(Excerpt to read)
--------

From: Wilco Fiers <wilco.fiers@deque.com>
Date: Fri, 20 Jul 2018 00:40:35 +0200
Message-ID: <CAHVyjGM5TAdDz2BMSZFfx=EueY+nUKkF-zyZVmbH=cqhQ4w77w@mail.gmail.com>
To: Wayne Dick <wayneedick@gmail.com>
Cc: "Patrick H. Lauke" <redux@splintered.co.uk>, WAI Interest Group <w3c-wai-ig@w3.org>
Hey Wayne,
I really appreciate this e-mail thread. Going from its past work, AG hasn't
really seen custom stylesheets as assistive technologies. For example:
Color contrast is easily solved with a good custom style sheet, provided
the content author didn't do a few things that can get in the way of the
custom stylesheet. But rather than prohibit that, WCAG went the route where
there's some base level every site needs to meet, and whoever needs more is
just out of luck when it comes to those sites where custom styles don't
work.

The opposite was true for the WCAG 2.1 rule about word spacing (which is
where I can see your influence at work Wayne!), where the requirement
wasn't to have some minimum amount of word / line / paragraph spacing, but
rather to build the UI in such a way that it can be changed without
breaking. A very interesting move, and also completely the opposite
approach to the one taken with color contrast (or for reflow).

What it makes me wonder is some subset of "rules" can be defined for
building a site that support customisation. For instance, is it okay to put
informative images in CSS when there's an off screen text alternative?
Should CSS content ever be used to inject "content" in the WCAG meaning of
the word? It seems to me that, right now, there's no guidance on what you
should and shouldn't do with your CSS (and HTML?) in order to support good
custom stylesheets. But if there was, it might not take a CSS expert to
create them.

Wilco

On Thu, Jul 19, 2018 at 11:05 PM Wayne Dick <wayneedick@gmail.com> wrote:

> Nothing actionable today. That's why I am on the IG. I will formulate
> something actionable soon.

--------

(Extracted records)
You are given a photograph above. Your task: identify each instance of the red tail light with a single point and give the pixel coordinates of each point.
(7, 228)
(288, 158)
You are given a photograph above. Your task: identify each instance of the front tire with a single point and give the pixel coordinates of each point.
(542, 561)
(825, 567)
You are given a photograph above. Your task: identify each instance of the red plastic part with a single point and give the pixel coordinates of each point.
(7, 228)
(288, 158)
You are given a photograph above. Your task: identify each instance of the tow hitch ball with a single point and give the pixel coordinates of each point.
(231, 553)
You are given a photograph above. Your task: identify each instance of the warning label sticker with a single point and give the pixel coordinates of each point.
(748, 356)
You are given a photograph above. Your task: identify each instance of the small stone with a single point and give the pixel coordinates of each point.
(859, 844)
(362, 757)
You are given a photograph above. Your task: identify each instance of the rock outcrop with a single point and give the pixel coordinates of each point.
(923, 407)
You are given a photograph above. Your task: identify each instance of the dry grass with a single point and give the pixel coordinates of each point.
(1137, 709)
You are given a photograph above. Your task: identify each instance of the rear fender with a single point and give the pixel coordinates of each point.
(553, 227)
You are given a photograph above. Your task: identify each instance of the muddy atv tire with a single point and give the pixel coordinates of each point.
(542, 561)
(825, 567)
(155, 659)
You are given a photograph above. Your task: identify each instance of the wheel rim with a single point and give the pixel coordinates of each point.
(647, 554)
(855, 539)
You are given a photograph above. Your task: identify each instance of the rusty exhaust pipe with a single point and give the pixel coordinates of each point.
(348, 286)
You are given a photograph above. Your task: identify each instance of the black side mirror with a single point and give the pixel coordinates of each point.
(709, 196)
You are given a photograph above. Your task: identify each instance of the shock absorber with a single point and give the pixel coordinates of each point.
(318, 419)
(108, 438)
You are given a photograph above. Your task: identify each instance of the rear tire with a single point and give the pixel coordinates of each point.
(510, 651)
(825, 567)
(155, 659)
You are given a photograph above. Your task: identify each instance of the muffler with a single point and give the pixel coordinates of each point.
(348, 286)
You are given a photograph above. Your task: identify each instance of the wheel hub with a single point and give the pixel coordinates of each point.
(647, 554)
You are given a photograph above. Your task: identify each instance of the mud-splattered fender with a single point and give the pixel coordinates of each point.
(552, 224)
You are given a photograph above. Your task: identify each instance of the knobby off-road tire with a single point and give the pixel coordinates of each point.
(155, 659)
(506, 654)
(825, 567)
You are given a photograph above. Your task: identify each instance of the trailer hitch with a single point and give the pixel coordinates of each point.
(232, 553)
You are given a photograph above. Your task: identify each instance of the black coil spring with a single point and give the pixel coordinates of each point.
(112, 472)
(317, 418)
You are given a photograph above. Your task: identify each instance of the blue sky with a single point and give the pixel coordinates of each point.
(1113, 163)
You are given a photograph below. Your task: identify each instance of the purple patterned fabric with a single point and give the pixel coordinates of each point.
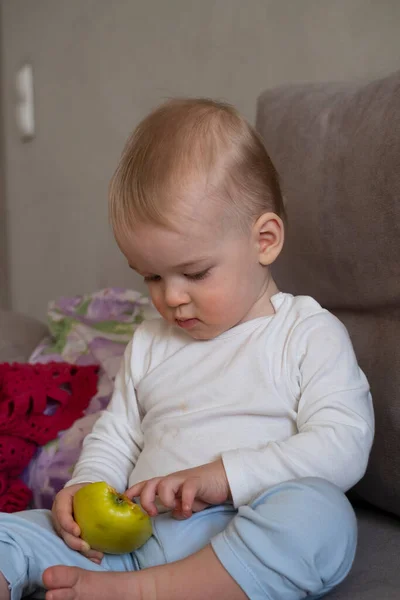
(90, 329)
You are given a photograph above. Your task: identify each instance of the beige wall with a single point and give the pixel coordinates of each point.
(4, 288)
(100, 65)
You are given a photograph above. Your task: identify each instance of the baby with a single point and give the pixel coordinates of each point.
(239, 418)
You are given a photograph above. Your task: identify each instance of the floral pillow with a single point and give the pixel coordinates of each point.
(85, 330)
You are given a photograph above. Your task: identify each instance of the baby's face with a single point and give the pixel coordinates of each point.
(200, 278)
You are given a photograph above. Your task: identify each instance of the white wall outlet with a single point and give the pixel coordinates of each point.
(24, 110)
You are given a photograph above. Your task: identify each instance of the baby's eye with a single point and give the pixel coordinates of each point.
(198, 276)
(151, 278)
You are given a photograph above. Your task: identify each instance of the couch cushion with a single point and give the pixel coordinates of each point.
(336, 148)
(375, 574)
(376, 342)
(18, 336)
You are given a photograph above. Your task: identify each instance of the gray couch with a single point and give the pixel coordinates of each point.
(337, 150)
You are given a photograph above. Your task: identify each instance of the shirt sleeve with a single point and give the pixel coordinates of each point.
(111, 450)
(335, 421)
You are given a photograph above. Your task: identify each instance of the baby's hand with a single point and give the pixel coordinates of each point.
(184, 492)
(66, 527)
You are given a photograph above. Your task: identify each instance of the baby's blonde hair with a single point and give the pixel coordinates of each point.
(186, 142)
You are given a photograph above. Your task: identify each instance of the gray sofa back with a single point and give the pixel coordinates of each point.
(336, 148)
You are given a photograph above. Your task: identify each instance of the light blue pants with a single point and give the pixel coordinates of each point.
(297, 540)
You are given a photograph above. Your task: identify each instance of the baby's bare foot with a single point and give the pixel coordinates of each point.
(72, 583)
(196, 577)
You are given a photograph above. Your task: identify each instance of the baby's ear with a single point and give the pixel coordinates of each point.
(269, 234)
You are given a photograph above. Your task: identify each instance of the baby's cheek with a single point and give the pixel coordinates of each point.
(217, 303)
(158, 303)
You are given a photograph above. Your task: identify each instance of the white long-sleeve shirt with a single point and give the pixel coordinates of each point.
(278, 398)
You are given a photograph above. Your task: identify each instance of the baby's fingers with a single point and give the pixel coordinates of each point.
(189, 491)
(75, 543)
(62, 517)
(148, 496)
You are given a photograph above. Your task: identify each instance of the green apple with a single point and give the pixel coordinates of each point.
(109, 521)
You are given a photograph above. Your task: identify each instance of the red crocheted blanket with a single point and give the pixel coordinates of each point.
(36, 403)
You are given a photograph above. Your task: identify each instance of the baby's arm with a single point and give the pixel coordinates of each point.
(334, 418)
(184, 492)
(111, 450)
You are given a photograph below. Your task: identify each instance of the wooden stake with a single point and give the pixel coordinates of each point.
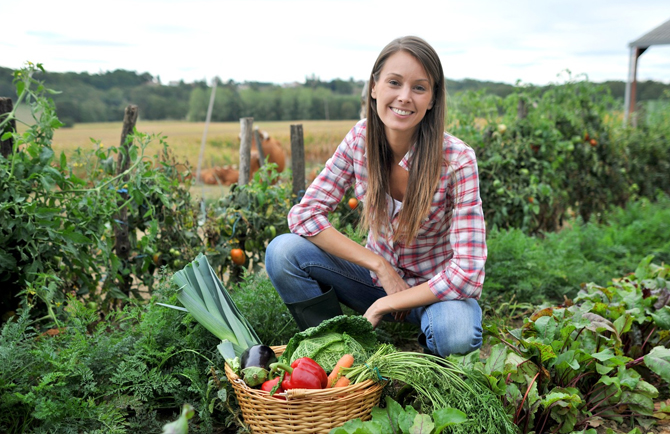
(122, 240)
(6, 107)
(298, 160)
(246, 126)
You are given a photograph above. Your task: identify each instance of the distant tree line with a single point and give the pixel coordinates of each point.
(103, 97)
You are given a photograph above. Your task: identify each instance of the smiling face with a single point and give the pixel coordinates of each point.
(403, 94)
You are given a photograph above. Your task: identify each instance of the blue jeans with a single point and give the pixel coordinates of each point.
(298, 269)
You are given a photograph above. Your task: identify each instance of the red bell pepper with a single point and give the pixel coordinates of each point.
(270, 384)
(303, 373)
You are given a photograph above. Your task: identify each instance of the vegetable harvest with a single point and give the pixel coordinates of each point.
(327, 342)
(304, 373)
(439, 383)
(204, 296)
(347, 361)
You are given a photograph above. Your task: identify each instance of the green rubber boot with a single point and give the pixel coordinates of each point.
(310, 313)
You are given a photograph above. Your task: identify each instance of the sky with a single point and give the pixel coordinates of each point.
(531, 41)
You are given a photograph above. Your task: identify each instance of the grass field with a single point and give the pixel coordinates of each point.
(222, 143)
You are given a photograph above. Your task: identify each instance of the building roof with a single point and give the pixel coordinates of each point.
(659, 36)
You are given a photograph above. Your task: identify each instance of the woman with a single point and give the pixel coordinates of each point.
(426, 245)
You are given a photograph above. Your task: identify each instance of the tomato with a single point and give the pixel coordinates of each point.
(249, 245)
(270, 232)
(238, 256)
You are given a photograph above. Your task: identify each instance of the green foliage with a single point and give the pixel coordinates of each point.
(261, 305)
(548, 154)
(396, 419)
(327, 342)
(537, 269)
(249, 217)
(567, 367)
(61, 215)
(123, 373)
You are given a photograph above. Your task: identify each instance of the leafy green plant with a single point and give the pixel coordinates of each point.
(126, 373)
(570, 366)
(533, 269)
(60, 215)
(547, 154)
(248, 218)
(393, 418)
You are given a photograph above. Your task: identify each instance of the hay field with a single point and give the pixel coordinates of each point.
(222, 143)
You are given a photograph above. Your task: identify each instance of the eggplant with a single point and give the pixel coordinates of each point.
(255, 364)
(258, 355)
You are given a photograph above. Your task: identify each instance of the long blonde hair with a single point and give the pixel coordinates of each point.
(427, 159)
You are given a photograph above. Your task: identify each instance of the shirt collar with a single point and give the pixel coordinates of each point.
(404, 163)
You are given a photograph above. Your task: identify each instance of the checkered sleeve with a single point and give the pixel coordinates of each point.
(463, 276)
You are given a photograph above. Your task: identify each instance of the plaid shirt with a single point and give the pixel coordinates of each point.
(449, 250)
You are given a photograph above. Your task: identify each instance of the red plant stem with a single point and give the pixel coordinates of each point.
(648, 336)
(546, 417)
(635, 362)
(567, 339)
(516, 417)
(601, 401)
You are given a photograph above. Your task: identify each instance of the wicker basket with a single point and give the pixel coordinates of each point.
(304, 411)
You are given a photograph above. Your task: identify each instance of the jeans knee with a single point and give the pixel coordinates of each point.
(277, 254)
(460, 341)
(458, 330)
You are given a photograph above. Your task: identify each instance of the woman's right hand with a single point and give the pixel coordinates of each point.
(389, 278)
(392, 283)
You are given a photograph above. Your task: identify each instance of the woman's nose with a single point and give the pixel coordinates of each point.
(405, 94)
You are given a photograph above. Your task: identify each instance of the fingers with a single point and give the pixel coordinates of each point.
(400, 315)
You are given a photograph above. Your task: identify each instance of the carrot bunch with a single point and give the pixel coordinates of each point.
(335, 378)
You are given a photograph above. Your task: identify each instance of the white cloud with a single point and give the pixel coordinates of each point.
(283, 41)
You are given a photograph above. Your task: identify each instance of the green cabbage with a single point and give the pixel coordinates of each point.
(330, 340)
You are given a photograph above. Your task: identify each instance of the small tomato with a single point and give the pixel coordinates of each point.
(238, 256)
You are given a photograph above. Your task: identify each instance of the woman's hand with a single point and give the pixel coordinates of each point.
(389, 279)
(392, 283)
(373, 314)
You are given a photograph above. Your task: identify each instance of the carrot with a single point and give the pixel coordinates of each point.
(346, 361)
(342, 382)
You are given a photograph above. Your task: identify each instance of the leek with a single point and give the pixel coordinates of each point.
(206, 299)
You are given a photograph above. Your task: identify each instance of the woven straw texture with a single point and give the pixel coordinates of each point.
(304, 411)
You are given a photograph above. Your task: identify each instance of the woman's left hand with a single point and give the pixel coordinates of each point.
(373, 314)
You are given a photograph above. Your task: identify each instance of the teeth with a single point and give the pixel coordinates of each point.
(400, 112)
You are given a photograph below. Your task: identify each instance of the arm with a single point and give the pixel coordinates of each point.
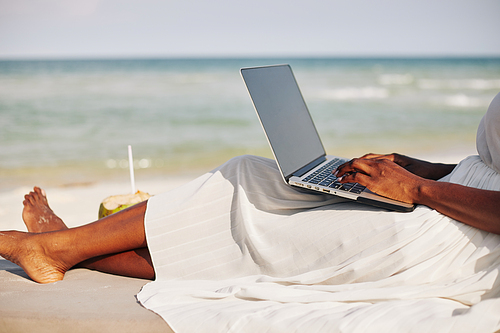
(475, 207)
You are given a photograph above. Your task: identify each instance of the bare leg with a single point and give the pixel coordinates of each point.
(39, 217)
(47, 256)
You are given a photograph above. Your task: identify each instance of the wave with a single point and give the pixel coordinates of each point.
(350, 93)
(464, 101)
(456, 84)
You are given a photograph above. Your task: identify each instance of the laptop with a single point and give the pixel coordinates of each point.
(294, 140)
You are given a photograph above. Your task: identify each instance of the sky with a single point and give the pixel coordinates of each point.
(235, 28)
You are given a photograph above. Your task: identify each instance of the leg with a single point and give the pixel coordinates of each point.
(47, 256)
(39, 217)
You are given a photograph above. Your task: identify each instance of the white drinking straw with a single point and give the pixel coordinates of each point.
(131, 167)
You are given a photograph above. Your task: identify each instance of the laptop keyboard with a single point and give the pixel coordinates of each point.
(324, 177)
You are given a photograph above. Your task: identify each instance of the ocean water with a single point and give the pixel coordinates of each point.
(74, 118)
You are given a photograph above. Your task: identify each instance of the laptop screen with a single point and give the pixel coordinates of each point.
(284, 116)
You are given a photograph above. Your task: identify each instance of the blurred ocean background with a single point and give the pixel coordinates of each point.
(70, 121)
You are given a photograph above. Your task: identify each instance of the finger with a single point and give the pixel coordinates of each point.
(355, 177)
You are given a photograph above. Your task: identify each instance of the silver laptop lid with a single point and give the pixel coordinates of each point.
(284, 116)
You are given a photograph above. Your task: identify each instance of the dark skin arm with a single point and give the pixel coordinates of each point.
(410, 180)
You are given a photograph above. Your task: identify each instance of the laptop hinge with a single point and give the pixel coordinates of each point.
(312, 165)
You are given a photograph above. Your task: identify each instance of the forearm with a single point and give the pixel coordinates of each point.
(422, 168)
(475, 207)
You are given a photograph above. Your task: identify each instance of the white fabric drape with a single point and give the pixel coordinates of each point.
(235, 253)
(237, 250)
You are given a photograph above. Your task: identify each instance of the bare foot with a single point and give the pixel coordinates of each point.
(27, 251)
(37, 214)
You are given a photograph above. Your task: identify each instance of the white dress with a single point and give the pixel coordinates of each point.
(237, 250)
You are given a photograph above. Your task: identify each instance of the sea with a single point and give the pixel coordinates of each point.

--------

(Objective A) In the email, what did the WCAG 2.1 rule about word spacing require instead of a minimum amount of spacing?
(Objective B) Duplicate the part of the email that begins at the words "On Thu, Jul" and stops after the words "something actionable soon.".

(Finished answer A) It required building the UI so that the spacing can be changed without breaking.

(Finished answer B)
On Thu, Jul 19, 2018 at 11:05 PM Wayne Dick <wayneedick@gmail.com> wrote:

> Nothing actionable today. That's why I am on the IG. I will formulate
> something actionable soon.